Within the entries below, find each line containing the word "metal" and copy it.

[RECORD EXCERPTS]
━━━

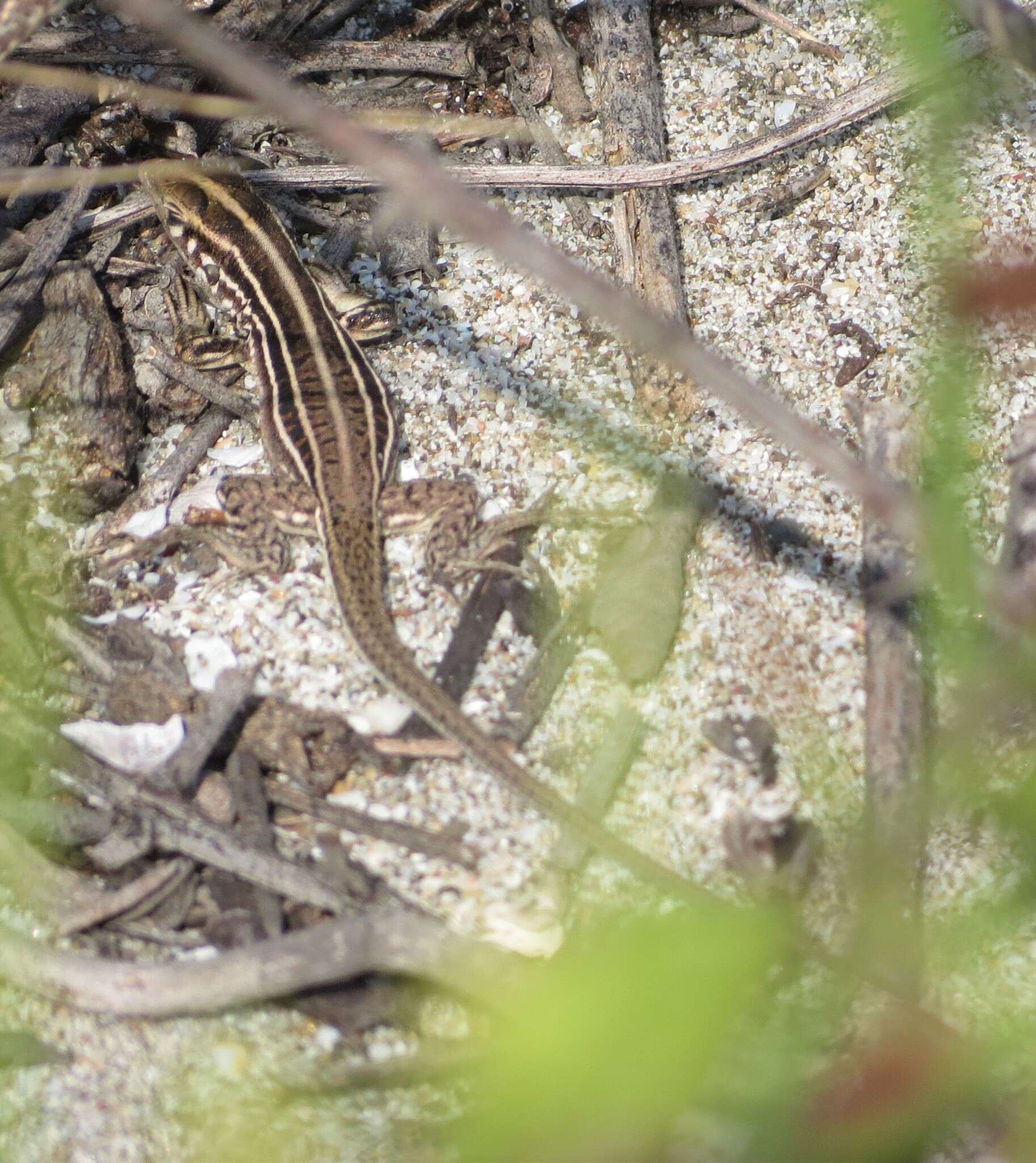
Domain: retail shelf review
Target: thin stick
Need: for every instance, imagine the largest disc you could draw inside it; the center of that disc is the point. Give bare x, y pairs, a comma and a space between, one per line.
175, 470
429, 193
897, 725
393, 939
441, 844
22, 18
207, 105
1010, 30
179, 829
213, 389
253, 805
105, 905
439, 58
648, 256
184, 769
32, 275
857, 104
798, 34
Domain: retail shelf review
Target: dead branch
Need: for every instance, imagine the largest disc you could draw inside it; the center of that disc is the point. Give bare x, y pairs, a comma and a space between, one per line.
253, 809
28, 282
648, 257
444, 844
179, 829
429, 193
391, 939
563, 61
437, 58
1010, 30
764, 13
175, 470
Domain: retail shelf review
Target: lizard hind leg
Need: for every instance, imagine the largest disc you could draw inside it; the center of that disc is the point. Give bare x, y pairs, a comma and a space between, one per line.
194, 338
457, 543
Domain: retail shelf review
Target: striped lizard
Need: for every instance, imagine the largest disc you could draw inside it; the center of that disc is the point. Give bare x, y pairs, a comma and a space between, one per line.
327, 421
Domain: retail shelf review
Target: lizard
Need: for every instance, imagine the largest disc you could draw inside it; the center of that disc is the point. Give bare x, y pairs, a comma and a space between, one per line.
327, 422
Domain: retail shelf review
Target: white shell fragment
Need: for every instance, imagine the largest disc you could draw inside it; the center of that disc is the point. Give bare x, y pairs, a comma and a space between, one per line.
237, 456
203, 496
381, 717
137, 747
206, 658
783, 113
147, 522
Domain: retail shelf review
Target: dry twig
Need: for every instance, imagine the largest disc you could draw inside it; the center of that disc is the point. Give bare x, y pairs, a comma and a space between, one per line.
429, 193
391, 939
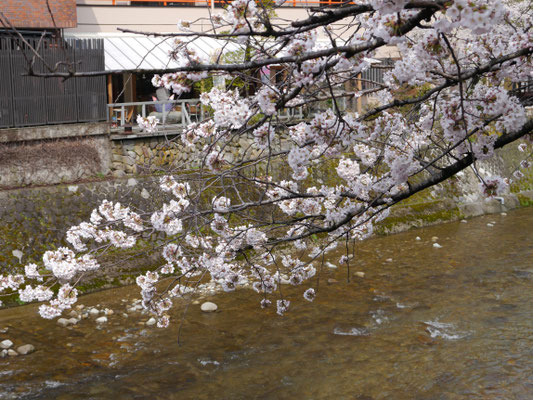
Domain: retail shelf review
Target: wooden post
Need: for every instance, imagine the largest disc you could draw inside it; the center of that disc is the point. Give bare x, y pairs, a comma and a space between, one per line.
110, 89
359, 99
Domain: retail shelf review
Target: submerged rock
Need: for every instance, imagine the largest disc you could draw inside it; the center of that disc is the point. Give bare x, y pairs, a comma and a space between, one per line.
63, 322
26, 349
208, 307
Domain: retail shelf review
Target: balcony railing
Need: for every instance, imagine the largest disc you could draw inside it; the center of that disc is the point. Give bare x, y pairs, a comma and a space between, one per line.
208, 3
172, 114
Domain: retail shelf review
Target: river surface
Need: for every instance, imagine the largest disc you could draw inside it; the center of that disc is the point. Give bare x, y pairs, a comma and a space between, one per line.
423, 323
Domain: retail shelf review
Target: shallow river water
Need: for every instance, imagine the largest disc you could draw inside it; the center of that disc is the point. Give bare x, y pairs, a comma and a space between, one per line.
432, 323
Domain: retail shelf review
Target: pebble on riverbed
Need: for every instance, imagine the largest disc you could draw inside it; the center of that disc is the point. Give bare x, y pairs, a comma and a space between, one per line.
25, 349
330, 265
66, 322
208, 307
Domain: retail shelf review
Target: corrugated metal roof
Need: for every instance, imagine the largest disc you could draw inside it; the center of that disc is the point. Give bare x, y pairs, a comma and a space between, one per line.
127, 52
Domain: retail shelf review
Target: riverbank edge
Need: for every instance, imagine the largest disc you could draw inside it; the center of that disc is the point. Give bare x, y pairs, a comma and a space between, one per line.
417, 213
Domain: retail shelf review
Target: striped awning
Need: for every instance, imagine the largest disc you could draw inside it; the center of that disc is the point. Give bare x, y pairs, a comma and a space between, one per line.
128, 52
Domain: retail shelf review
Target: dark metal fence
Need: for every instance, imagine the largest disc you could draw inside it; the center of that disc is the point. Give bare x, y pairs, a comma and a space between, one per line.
27, 101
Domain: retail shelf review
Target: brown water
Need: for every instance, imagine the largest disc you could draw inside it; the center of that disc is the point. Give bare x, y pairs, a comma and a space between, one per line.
448, 323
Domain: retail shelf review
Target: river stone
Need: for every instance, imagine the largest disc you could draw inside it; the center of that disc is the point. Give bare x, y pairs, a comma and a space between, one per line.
25, 349
18, 254
208, 307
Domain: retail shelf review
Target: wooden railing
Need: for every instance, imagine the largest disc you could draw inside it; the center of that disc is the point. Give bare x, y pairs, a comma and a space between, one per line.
210, 3
172, 113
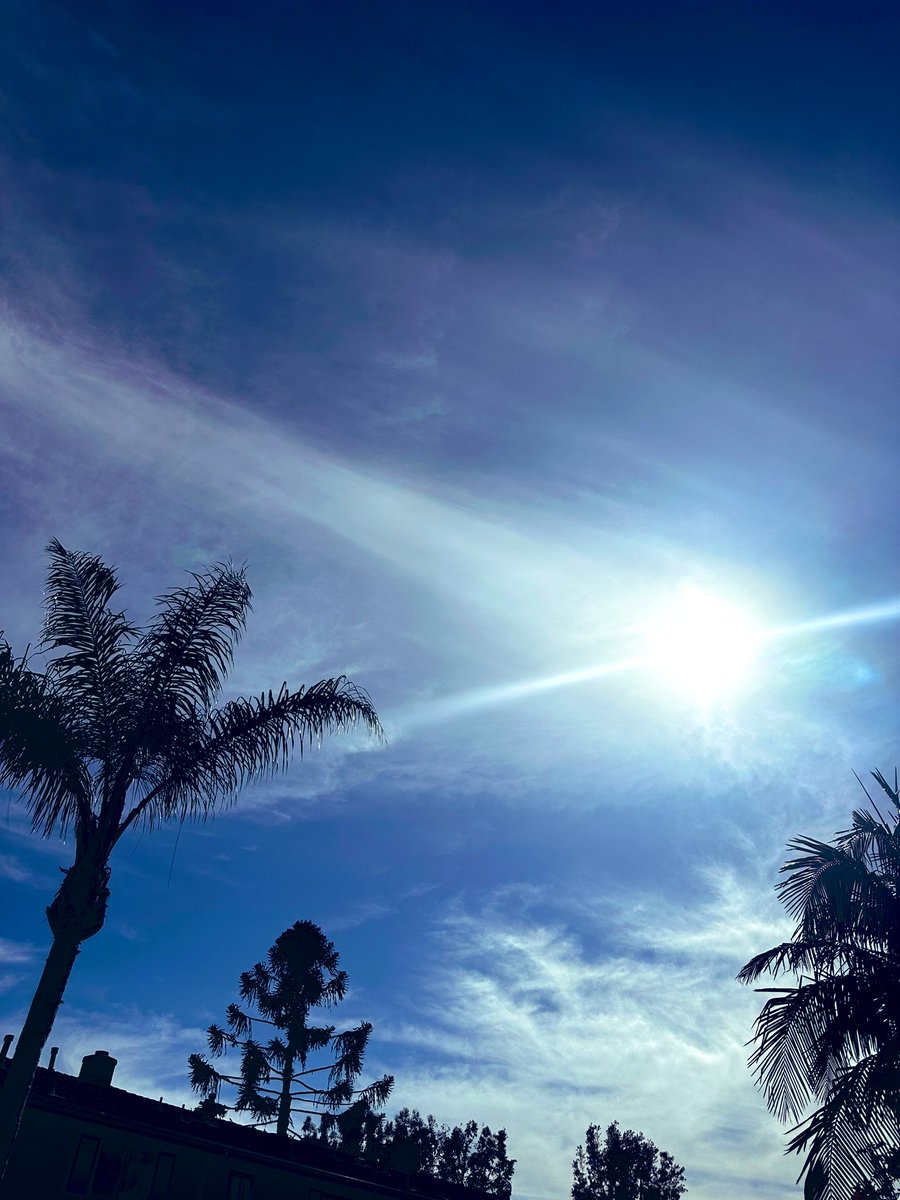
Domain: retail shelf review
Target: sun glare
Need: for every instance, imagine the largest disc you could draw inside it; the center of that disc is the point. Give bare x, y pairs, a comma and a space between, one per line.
701, 645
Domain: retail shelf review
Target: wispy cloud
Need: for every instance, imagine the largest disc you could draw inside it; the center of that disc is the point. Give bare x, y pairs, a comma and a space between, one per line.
16, 952
531, 1030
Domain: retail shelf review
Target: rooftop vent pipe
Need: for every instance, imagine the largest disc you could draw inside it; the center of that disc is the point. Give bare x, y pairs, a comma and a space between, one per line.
97, 1068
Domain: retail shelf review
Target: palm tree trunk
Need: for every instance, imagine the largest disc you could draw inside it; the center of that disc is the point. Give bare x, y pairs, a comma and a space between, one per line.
77, 913
31, 1042
287, 1080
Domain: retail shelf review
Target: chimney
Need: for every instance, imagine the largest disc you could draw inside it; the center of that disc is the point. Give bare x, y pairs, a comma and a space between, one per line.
97, 1068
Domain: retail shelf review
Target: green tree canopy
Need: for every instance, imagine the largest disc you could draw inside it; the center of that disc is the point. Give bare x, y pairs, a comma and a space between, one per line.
624, 1167
301, 972
832, 1038
120, 730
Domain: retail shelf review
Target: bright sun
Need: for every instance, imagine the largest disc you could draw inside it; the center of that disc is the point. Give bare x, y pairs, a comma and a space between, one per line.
702, 645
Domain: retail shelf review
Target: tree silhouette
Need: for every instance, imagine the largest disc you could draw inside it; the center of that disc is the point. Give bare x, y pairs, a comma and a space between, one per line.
301, 972
412, 1144
120, 731
834, 1037
624, 1167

━━━

[RESPONSE AREA]
Target: corrugated metal roof
Target: dark metal fence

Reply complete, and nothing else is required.